— TASKS TO COMPLETE —
(a) In the article on coronavirus precautions in Van prison, how often did prisoners say infirmary visits were held during the pandemic?
(b) Carry on the news article about coronavirus precautions in Van prison, picking up after its last paragraph.

Coronavirus precautions 'practically non-existent in Van prison'
Prisoners in the eastern province of Van have reportedly been stripped of essential rights during the pandemic, as the only supplementary precaution they received was a cup of bleach over eight months. Human rights advocates have urged the Turkish authorities to treat prisoners in the country as individuals with human rights as inmates have experienced a decline in their rights and are not supported with adequate health and sanitation measures amid the pandemic.
Duvar English
All but one cup of bleach was provided to prisoners in eight months in what appears to be the sole coronavirus precaution taken at a high-security prison in the eastern province of Van, daily Birgün reported on Nov. 9.
While the prison claims that it distributed free cleaning materials to all prisoners, inmates claim otherwise.
“A cup of bleach and liquid detergent was distributed once throughout nearly eight months. The administration restricted the prisoner's water usage during the pandemic by enforcing a quota. [Prisoners] were forced to live with very little water for days. When the health measures should have been increased, infirmary [visits] were reduced from twice to once a week,” prisoners wrote in a report sent to the daily.
Prisoners have also complained that they are not receiving the books and magazines they have requested and are unable to visit their relatives and lawyers due to pandemic restrictions.

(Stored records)
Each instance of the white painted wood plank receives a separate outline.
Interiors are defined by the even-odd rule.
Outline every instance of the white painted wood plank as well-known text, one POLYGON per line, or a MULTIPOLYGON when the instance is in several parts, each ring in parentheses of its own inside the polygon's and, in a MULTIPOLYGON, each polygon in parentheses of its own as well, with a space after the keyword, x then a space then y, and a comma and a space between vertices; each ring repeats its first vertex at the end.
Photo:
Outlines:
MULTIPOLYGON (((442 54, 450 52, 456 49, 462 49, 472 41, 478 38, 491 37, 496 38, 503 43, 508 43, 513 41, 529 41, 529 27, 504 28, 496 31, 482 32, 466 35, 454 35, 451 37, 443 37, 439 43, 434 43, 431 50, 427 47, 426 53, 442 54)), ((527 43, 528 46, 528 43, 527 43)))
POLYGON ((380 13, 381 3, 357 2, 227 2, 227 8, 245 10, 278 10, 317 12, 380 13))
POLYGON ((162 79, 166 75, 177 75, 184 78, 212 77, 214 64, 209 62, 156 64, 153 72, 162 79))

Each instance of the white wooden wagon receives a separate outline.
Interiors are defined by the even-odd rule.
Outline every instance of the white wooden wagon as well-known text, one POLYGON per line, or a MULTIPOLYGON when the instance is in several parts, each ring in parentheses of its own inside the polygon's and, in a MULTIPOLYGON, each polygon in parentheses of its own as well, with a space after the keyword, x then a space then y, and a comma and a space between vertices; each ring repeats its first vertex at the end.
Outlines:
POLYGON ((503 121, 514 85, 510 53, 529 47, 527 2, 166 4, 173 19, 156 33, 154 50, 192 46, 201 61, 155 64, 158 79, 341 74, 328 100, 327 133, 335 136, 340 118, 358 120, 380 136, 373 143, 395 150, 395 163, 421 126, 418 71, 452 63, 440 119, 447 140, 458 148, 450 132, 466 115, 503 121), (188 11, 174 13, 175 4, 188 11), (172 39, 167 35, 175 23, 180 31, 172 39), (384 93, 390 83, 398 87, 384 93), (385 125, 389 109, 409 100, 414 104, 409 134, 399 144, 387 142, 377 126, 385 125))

— WRITTEN ANSWERS —
(a) Once a week, down from twice a week.

(b)
According to Turkey's Human Rights Association (İHD), prisoners' rights have been increasingly stifled during the pandemic.
Most of the time, there are cases of physical violence, assault and torture. but these cases of battery, torture, and ill-treatment often end with public officials benefiting from impunity laws, a spokesperson said.
"Prisoners who cannot survive alone are fighting for their lives. While they are trying to benefit from healthcare rights that are already limited, these rights have been restricted even further during the pandemic,” said İHD's prison commission spokesman İlhan Öngör.
“The only way that these rights violations will stop is when prison prosecutors, prison administrators, and the Justice Ministry become aware that prisoners also have vital fundamental rights and that the prisoner is an individual that should be treated with dignity. This awareness is the first condition for solving this problem fundamentally. The problems cannot be solved unless such an approach is taken,” Öngör said.